• ASSIGNMENT:
After locating the line that contains "Q: report a point for each instance of the tortilla", restate it and each later line word for word through the end of the records.

(Source records)
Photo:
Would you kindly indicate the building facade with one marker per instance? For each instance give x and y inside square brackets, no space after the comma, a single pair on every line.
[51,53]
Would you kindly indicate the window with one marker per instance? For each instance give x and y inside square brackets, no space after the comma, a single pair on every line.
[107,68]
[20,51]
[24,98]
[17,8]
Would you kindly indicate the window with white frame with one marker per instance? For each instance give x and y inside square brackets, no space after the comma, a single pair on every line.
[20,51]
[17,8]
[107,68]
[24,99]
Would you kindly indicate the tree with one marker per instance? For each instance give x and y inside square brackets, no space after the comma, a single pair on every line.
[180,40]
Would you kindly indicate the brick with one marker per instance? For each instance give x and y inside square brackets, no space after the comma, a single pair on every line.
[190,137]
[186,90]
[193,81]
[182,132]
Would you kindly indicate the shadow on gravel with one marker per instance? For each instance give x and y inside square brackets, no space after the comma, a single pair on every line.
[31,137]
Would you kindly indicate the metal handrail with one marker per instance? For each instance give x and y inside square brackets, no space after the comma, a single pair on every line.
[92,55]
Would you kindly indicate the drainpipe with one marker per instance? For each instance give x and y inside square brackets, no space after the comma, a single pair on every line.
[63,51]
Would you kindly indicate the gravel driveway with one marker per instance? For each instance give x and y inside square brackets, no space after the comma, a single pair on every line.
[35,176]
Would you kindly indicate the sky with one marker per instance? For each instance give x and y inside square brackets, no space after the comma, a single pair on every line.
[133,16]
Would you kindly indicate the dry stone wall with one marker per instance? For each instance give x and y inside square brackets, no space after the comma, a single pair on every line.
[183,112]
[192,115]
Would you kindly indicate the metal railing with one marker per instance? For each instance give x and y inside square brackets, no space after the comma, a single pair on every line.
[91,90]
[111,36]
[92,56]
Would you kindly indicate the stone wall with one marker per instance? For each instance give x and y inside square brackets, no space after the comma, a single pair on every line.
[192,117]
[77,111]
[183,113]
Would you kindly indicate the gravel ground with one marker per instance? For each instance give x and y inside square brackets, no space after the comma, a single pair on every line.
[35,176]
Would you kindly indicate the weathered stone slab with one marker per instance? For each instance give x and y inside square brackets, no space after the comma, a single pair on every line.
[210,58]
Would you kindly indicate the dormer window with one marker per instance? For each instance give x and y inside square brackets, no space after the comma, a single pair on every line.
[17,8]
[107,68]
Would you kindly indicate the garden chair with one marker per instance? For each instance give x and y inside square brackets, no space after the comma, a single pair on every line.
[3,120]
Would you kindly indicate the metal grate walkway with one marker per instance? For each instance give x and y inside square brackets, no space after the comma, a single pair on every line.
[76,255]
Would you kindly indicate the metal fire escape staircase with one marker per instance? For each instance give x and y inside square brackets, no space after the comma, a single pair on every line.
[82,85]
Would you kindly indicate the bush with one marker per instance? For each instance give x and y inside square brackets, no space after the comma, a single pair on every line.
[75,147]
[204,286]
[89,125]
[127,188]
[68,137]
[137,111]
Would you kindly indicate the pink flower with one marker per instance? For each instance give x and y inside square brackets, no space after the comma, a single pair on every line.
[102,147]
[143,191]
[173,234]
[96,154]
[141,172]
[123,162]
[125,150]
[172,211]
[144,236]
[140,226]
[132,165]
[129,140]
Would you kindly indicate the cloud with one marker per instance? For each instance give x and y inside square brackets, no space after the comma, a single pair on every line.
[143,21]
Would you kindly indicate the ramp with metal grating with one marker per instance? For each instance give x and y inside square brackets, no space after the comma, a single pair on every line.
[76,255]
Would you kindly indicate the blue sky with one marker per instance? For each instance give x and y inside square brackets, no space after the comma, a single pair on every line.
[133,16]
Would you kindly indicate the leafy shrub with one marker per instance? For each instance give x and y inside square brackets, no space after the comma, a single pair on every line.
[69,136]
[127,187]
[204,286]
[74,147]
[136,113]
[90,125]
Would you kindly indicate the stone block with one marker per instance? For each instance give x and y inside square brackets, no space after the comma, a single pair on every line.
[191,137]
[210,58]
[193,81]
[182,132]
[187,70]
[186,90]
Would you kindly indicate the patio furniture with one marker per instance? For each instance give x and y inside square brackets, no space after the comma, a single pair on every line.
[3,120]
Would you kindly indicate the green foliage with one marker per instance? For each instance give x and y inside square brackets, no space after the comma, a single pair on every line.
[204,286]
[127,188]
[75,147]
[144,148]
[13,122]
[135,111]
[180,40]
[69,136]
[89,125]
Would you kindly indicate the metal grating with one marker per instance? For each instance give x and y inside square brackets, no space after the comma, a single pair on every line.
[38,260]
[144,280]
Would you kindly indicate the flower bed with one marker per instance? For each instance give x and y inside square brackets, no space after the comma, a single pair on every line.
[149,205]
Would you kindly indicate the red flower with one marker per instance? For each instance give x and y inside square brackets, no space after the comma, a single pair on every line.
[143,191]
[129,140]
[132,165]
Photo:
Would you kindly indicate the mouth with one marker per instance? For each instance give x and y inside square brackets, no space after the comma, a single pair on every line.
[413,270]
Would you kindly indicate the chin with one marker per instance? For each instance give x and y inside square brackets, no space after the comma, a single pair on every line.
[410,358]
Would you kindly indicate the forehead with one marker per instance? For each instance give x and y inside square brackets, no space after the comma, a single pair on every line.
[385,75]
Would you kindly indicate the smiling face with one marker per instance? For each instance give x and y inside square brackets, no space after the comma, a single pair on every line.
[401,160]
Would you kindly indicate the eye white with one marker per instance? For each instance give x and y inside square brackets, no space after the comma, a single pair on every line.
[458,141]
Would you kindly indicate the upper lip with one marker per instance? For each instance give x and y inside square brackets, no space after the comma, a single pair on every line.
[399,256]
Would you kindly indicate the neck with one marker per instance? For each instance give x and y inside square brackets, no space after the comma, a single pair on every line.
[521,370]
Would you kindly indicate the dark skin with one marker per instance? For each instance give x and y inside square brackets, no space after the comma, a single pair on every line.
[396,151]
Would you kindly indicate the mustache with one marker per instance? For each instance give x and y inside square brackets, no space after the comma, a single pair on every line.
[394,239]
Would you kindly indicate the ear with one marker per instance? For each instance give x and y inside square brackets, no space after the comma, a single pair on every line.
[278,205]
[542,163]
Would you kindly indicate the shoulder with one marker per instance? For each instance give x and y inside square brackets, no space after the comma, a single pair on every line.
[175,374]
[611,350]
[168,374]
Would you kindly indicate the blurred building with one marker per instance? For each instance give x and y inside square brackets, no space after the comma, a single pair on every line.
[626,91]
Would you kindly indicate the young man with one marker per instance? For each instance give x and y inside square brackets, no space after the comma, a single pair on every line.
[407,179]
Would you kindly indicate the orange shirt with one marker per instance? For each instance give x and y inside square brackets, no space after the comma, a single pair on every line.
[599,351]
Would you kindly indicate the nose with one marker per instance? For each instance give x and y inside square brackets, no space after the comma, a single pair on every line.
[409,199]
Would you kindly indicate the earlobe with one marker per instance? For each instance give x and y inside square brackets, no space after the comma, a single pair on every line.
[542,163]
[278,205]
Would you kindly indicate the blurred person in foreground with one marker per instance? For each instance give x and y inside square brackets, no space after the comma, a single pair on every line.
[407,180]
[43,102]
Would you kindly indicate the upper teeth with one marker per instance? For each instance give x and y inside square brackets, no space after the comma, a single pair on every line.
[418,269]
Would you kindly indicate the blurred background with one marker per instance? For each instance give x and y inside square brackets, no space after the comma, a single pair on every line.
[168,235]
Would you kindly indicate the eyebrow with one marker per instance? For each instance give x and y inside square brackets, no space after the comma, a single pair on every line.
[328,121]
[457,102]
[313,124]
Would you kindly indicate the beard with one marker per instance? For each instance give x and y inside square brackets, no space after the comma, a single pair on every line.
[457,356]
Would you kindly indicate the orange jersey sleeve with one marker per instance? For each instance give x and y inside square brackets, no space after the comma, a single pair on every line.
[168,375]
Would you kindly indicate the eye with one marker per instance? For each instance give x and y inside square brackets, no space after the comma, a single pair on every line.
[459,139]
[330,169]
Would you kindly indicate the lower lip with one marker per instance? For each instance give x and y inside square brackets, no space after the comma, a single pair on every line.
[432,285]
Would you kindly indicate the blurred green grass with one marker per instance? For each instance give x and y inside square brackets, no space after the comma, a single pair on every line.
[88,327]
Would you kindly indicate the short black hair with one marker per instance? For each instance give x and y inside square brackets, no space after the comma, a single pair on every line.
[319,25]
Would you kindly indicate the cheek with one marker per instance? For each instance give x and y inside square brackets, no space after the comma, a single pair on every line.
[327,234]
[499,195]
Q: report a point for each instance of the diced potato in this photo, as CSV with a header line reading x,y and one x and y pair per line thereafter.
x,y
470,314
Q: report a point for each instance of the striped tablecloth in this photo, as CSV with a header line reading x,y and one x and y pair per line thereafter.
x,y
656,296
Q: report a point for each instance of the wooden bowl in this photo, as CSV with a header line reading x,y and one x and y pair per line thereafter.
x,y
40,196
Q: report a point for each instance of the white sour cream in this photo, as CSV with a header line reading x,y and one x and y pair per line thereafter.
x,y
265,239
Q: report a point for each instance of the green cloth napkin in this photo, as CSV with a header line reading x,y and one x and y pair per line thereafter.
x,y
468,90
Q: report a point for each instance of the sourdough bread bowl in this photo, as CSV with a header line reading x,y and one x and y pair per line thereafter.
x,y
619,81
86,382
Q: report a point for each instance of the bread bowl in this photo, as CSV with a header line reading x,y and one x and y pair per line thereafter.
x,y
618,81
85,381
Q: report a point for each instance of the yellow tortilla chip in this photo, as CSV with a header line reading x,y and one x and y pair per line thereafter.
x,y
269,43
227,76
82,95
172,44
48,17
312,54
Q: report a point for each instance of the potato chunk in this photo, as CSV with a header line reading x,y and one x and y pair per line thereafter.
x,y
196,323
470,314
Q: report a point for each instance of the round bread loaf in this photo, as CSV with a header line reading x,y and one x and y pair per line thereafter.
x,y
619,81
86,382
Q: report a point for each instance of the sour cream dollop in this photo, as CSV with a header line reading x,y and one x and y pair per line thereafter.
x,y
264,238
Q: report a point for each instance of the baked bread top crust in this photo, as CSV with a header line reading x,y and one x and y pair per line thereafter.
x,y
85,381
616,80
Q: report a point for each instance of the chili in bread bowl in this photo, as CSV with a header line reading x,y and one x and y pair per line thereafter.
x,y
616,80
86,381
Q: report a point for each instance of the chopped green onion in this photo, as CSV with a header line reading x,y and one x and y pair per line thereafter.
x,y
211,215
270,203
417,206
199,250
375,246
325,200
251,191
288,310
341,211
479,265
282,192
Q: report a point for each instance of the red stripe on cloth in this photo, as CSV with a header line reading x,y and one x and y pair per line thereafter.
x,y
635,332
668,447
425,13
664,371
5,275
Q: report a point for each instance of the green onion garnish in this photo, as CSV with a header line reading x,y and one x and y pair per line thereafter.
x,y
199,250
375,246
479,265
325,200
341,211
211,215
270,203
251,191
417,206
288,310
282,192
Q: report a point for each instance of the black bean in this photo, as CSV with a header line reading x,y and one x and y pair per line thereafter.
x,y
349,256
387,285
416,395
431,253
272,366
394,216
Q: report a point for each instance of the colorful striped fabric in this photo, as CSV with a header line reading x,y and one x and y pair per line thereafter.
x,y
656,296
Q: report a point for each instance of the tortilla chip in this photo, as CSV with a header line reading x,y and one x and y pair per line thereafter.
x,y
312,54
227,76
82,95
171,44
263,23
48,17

• TASK OUTPUT:
Q: report a point for each instance of the tortilla chip in this photo, as CSV with a header line reading x,y and one x and y pair per line thereafter.
x,y
312,54
227,76
82,95
171,44
263,23
48,17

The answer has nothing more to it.